▶ _RECORDS SUPPLIED_

— START —

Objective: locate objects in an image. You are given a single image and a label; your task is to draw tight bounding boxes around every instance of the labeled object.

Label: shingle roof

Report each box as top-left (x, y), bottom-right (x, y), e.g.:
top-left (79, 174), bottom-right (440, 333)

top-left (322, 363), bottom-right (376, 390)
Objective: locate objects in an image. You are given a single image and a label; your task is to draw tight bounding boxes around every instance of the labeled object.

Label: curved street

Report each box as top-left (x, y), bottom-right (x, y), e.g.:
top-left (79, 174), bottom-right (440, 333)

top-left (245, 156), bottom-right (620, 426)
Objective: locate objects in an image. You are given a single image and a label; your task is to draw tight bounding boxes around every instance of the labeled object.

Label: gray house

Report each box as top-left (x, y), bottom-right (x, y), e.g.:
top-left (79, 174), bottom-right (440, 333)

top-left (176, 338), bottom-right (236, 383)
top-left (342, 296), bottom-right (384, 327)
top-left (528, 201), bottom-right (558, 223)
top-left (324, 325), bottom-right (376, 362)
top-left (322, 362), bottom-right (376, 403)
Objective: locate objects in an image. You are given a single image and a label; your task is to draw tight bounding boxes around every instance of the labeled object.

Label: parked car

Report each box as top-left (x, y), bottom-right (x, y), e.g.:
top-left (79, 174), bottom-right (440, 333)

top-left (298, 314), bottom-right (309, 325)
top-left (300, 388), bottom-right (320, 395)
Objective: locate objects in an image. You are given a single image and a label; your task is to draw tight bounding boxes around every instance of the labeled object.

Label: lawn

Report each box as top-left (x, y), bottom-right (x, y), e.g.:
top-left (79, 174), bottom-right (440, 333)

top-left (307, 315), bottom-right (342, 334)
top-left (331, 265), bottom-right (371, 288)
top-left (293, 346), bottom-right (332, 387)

— END —

▶ _WHAT THE TASK ASKS_
Starting from the top of the items and ending with the line that contains "top-left (322, 363), bottom-right (376, 390)", reproduce those lines with "shingle roof" swapped for "tile roof", keeping every other character the same.

▶ _RESULT FOR THIS EXERCISE_
Objective: locate objects in an image. You are given a single image and a label; your task is to draw tight bounding boxes around every instance of the labeled object.

Label: tile roof

Report each box as top-left (x, y), bottom-right (x, y), e.g.:
top-left (79, 174), bottom-right (440, 333)

top-left (322, 363), bottom-right (376, 390)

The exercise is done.